### Work to complete:
Print everything from the line containing "Please trace the outline of every instance of the large" down to the last of the rows below, both ends included, reproducing each line character for character.

### Data for this exercise:
* * *

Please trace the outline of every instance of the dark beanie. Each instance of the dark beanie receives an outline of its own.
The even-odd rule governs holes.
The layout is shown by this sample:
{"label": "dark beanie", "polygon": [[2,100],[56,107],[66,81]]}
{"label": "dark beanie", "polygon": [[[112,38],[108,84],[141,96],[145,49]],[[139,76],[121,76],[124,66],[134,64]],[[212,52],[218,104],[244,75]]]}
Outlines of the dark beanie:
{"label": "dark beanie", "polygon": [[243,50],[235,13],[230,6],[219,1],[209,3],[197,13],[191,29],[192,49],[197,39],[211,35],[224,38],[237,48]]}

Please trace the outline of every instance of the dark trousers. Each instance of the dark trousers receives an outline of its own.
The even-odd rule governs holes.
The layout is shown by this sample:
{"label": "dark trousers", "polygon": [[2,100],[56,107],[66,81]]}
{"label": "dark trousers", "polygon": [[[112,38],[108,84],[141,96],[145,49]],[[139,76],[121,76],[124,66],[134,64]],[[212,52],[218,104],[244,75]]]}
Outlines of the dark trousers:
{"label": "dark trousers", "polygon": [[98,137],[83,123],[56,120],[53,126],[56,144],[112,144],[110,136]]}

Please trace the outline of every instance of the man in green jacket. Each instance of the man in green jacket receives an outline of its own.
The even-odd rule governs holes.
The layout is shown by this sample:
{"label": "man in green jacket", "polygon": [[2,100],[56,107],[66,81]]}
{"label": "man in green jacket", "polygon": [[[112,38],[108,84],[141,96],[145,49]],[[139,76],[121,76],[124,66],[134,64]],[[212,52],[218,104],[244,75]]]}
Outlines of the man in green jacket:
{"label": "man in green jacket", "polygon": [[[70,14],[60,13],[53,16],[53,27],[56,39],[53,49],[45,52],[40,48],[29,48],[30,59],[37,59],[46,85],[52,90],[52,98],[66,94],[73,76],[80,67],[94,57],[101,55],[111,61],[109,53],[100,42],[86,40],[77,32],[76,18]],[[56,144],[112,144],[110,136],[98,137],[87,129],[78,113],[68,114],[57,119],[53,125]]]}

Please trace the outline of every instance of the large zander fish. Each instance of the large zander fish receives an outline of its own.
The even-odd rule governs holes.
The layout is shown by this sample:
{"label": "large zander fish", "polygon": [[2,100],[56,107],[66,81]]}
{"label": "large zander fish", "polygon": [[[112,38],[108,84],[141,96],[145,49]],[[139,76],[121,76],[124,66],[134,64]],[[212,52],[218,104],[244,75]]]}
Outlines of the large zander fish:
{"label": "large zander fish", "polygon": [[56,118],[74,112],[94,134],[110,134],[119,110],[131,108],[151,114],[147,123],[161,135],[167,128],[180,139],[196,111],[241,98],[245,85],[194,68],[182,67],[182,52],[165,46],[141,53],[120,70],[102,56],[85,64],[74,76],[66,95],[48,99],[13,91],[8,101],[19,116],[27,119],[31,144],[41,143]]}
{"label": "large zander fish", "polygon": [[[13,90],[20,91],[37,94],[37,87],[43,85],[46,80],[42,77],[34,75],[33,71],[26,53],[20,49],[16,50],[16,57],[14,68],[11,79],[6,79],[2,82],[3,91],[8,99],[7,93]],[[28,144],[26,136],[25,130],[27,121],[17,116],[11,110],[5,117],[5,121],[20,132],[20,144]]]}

* * *

### Finished task:
Please trace the outline of every instance of the large zander fish. Each instance of the large zander fish receives an outline of its own.
The even-odd rule governs holes.
The layout is shown by this sample:
{"label": "large zander fish", "polygon": [[2,100],[56,107],[66,81]]}
{"label": "large zander fish", "polygon": [[[112,38],[108,84],[141,96],[145,49]],[[139,76],[121,76],[124,66],[134,64]],[[212,52],[218,104],[244,75]]]}
Outlines of the large zander fish:
{"label": "large zander fish", "polygon": [[56,118],[74,112],[94,134],[110,134],[119,110],[131,108],[151,114],[147,123],[161,135],[167,128],[180,139],[196,111],[241,98],[245,85],[194,68],[182,67],[182,52],[165,46],[141,53],[120,70],[102,56],[85,64],[74,76],[66,95],[48,99],[13,91],[8,101],[19,116],[27,119],[31,144],[41,143]]}
{"label": "large zander fish", "polygon": [[[13,90],[20,91],[37,94],[37,87],[43,85],[46,80],[42,77],[34,75],[33,71],[26,53],[20,49],[16,50],[16,57],[14,68],[11,79],[6,79],[2,82],[3,91],[8,99],[7,93]],[[28,144],[26,136],[25,130],[27,121],[17,116],[11,110],[5,117],[5,121],[20,132],[20,144]]]}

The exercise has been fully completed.